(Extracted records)
=-=-=-=-=

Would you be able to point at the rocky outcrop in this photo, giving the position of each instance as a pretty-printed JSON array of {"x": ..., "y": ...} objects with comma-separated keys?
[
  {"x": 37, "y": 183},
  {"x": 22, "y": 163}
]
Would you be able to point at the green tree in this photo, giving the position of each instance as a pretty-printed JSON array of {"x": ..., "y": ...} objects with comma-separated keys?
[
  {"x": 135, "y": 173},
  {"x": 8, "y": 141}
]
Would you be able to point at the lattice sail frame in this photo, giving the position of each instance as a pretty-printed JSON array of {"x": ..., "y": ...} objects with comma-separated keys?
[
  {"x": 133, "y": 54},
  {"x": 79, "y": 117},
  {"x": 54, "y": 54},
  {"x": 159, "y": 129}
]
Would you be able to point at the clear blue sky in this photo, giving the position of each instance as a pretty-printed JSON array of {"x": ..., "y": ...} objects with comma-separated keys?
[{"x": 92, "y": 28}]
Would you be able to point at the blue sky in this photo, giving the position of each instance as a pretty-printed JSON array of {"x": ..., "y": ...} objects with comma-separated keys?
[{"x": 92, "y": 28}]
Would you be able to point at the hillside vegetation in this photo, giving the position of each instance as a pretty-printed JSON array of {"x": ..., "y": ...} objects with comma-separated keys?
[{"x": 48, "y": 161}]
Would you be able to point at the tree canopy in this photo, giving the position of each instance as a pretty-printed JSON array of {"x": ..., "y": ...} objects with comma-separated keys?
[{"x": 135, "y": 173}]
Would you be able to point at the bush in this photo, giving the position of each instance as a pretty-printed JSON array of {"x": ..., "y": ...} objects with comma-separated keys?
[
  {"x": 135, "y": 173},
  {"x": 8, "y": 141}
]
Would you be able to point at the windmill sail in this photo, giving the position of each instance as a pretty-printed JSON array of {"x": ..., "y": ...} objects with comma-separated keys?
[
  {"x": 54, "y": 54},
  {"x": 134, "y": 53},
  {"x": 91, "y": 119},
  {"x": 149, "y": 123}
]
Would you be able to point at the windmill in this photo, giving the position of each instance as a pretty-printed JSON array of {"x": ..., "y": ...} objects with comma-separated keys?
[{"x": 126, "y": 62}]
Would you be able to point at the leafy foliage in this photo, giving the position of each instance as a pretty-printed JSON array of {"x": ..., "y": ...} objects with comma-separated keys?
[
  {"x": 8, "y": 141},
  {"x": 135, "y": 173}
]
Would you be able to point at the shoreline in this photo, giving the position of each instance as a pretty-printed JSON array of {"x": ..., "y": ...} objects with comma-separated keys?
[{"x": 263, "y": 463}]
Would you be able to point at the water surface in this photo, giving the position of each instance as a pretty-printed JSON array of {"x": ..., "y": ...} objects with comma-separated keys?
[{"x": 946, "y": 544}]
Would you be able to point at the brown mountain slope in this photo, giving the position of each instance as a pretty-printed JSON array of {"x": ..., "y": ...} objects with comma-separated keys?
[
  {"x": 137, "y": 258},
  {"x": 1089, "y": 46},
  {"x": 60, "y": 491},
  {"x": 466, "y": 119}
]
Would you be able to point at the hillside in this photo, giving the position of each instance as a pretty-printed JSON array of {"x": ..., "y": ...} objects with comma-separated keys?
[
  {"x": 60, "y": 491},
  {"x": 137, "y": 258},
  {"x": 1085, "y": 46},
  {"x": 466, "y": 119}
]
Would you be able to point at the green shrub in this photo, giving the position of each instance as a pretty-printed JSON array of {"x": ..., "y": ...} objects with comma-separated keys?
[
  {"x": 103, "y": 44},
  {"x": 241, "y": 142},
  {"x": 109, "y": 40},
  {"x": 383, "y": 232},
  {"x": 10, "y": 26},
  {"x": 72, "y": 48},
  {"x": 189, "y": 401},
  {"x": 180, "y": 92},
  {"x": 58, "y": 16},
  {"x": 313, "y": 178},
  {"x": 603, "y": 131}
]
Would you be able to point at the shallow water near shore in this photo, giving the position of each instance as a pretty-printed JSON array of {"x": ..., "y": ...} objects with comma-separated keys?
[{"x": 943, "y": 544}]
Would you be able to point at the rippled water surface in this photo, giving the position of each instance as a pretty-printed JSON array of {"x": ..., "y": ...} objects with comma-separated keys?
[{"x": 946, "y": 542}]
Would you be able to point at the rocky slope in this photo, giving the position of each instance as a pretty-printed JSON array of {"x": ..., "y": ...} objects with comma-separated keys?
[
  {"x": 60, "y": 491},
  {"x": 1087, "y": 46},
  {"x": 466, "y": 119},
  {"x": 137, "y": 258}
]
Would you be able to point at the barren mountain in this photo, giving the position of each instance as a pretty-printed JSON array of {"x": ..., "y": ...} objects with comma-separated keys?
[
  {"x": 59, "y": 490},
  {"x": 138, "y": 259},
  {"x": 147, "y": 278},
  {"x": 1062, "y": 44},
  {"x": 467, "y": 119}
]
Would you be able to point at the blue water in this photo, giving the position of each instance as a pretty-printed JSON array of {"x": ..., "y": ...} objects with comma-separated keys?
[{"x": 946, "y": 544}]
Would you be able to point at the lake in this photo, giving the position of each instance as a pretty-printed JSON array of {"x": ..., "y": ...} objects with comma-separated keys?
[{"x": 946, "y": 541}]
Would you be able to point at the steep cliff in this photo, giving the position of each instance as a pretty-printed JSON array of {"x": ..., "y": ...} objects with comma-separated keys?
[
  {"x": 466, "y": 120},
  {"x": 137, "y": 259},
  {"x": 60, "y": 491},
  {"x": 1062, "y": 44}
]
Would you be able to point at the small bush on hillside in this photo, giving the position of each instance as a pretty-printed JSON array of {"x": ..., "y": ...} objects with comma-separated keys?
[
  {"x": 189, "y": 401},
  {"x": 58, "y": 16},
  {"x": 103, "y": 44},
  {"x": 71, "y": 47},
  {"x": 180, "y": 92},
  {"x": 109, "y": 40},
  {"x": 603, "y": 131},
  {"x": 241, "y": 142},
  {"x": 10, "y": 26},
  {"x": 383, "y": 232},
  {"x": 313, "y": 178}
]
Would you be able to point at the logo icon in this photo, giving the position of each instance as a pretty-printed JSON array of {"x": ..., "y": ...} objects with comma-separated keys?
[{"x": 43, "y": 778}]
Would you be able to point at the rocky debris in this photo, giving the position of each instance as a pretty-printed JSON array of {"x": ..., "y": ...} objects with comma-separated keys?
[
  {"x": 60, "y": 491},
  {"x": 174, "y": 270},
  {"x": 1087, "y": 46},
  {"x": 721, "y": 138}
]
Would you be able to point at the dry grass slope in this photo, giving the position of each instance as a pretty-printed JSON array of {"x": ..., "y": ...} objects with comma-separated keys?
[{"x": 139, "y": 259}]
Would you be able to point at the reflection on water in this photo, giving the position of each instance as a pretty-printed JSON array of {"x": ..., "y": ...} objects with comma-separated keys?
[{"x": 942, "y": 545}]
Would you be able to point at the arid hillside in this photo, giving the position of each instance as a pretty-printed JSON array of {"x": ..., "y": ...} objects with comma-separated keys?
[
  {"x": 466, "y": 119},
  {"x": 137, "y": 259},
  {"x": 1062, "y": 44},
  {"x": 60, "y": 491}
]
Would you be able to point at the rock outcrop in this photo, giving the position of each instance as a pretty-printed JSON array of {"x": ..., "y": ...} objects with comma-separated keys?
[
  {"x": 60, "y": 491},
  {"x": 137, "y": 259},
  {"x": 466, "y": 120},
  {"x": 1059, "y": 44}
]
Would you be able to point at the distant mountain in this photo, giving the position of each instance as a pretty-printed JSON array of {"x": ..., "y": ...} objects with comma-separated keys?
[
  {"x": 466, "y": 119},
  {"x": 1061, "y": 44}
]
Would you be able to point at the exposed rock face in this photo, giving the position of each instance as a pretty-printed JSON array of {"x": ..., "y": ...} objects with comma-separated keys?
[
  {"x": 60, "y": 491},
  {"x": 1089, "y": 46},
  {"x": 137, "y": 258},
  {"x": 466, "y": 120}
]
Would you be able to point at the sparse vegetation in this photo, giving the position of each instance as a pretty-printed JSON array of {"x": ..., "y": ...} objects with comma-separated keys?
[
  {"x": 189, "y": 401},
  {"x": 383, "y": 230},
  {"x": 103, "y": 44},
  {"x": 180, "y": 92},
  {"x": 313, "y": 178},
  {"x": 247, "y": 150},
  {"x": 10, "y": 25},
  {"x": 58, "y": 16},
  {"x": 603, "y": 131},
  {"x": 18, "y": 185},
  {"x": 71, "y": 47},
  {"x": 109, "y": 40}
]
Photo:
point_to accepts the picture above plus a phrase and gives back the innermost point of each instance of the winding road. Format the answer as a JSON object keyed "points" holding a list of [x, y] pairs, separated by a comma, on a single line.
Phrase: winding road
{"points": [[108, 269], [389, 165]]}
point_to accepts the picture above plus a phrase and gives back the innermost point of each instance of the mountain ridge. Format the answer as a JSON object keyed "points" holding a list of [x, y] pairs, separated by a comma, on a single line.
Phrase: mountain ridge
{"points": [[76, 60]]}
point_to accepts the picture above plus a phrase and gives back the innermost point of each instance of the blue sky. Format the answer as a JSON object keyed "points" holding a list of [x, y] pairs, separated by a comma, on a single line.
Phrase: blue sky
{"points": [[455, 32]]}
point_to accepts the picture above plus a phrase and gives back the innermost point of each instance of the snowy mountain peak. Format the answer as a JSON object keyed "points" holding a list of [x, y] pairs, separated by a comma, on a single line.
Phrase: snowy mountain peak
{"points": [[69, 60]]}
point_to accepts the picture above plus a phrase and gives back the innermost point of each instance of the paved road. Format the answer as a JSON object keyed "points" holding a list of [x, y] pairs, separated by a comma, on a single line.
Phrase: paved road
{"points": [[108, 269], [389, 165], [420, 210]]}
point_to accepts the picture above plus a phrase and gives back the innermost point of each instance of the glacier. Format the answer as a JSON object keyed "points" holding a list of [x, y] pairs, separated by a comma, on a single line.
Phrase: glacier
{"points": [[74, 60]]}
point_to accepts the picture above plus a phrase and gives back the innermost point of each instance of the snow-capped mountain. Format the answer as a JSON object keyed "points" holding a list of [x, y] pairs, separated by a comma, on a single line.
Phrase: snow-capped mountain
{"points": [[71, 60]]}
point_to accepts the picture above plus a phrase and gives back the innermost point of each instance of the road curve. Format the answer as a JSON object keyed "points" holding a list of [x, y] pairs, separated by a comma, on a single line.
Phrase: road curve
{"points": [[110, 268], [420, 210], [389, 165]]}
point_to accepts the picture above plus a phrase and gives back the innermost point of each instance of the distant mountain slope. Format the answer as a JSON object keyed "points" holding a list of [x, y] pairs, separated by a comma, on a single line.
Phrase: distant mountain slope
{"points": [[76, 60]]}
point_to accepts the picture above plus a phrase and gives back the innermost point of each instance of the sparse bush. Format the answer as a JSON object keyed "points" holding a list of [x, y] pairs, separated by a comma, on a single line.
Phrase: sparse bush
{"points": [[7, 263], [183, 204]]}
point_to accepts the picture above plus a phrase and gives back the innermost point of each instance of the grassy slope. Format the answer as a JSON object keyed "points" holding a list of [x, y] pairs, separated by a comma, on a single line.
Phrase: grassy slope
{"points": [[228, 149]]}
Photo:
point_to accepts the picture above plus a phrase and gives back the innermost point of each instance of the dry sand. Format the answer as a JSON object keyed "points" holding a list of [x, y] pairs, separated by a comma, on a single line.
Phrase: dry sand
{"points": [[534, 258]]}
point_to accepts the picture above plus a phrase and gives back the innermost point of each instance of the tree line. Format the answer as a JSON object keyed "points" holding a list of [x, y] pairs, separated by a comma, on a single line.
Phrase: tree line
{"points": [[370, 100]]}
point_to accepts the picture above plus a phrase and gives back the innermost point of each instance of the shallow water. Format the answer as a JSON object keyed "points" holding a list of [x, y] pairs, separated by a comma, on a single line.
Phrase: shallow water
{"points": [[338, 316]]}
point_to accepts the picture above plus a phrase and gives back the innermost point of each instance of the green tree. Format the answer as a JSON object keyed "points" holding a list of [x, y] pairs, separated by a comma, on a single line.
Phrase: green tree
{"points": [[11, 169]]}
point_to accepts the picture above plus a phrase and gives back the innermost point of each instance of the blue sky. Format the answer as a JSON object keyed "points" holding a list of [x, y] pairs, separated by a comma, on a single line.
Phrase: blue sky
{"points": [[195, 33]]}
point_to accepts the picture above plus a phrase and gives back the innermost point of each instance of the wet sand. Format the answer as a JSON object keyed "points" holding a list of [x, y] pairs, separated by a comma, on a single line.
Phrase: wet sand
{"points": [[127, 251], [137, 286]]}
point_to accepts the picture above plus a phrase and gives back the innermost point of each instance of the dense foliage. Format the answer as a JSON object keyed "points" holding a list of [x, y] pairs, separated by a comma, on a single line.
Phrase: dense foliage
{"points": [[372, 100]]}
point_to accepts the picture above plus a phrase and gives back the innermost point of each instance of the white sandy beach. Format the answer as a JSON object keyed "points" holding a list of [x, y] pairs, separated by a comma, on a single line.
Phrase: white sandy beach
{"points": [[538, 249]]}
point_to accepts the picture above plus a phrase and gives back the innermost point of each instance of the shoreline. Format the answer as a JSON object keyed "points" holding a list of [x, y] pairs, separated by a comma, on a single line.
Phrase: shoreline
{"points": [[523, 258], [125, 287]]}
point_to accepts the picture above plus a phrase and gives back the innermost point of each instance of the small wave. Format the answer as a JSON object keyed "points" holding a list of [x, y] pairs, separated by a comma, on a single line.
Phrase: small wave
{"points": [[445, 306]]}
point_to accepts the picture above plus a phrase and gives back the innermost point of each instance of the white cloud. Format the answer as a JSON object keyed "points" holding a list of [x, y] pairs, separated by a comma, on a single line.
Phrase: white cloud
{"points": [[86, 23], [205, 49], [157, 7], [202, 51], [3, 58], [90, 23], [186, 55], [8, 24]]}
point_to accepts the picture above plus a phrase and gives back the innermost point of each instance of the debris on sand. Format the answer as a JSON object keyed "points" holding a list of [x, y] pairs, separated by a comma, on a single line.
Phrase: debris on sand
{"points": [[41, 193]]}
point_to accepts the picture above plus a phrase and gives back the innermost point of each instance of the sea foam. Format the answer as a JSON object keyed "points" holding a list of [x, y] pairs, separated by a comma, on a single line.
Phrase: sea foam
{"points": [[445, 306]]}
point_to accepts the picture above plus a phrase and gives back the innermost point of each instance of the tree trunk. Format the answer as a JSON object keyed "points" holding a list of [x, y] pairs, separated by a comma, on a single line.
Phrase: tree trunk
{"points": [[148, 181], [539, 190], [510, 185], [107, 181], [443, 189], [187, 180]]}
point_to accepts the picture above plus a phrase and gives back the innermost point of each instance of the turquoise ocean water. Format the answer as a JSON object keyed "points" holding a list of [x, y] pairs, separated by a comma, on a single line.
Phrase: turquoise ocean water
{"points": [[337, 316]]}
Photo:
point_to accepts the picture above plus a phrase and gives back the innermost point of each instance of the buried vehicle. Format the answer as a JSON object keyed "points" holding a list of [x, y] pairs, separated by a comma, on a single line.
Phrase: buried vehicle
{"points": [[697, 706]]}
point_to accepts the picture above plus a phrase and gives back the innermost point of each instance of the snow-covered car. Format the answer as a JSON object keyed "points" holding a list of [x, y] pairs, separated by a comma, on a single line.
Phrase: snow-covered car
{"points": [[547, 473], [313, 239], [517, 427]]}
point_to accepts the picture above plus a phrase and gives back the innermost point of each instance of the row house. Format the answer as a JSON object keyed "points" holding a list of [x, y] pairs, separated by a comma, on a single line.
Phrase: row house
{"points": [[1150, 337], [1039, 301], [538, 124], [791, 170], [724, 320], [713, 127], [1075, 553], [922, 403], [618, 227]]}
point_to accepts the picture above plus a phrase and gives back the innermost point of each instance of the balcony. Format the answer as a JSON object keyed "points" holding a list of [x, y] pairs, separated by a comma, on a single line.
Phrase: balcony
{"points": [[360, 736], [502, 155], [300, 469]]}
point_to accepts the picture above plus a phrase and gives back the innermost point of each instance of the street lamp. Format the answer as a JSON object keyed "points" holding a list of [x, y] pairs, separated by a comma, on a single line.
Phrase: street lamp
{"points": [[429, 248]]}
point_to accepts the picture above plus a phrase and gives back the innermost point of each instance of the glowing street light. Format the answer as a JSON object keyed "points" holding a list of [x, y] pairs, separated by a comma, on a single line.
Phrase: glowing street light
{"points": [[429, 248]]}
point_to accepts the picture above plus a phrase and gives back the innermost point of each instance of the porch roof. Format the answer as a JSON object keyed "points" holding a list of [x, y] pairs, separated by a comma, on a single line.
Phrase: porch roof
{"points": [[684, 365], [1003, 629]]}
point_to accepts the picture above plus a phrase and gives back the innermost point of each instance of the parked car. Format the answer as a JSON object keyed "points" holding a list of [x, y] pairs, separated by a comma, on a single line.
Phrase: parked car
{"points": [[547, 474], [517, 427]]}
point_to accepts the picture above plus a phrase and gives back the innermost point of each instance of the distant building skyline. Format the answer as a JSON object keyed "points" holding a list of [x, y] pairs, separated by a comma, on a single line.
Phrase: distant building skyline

=-=-=-=-=

INSTRUCTION: Only the lines from the one containing "of the balcony." to the end of the data should be printed, exactly as they stand.

SOLUTION TO THE PROBLEM:
point_to accepts the picture above plus a phrase and gives back the innermost point of each instance of the balcony. Format the answer as a JSON object keyed "points" holding a list of [x, y] pairs, separated by a comma, on a single line.
Phrase: balcony
{"points": [[360, 736], [502, 155], [300, 469]]}
point_to accepts the picture above plus a phrase and gives back the innermost point of each instance of the street lamp. Format the answer as a JSON object keyed "points" holding a list of [x, y] pairs, separated by a comma, on a single line.
Phrase: street lamp
{"points": [[429, 248]]}
point_to accepts the picture above plus a phrase and gives back the innermost point of each instance of the glowing street light. Format the answer as a JSON object keyed "points" holding a list of [x, y] pairs, separated by a comma, on a single line.
Phrase: glowing street light
{"points": [[429, 248]]}
point_to accepts the picture above plus a phrase and gives back the innermost point of each instance of the porch roof. Format the answer as a JSON object keyed "points" holding a list of [x, y] pairs, separated by a comma, on a single line.
Phrase: porch roof
{"points": [[684, 365], [1003, 629]]}
point_to accepts the picture above plus a phrase and gives back the innermost point of each instance of the parked car. Format the answer as a JSON object keyed "points" holding a list of [x, y] pairs, separated by a comma, on a single line.
Phrase: parked car
{"points": [[547, 474], [517, 427]]}
point_to accepts the picture above plus a phrase and gives back the innermost point of each instance of the distant building skyline. Format the answer as a JSON object keyed "points" holding a list of [x, y] pairs, separated by a comma, on a single line.
Phrase: distant building skyline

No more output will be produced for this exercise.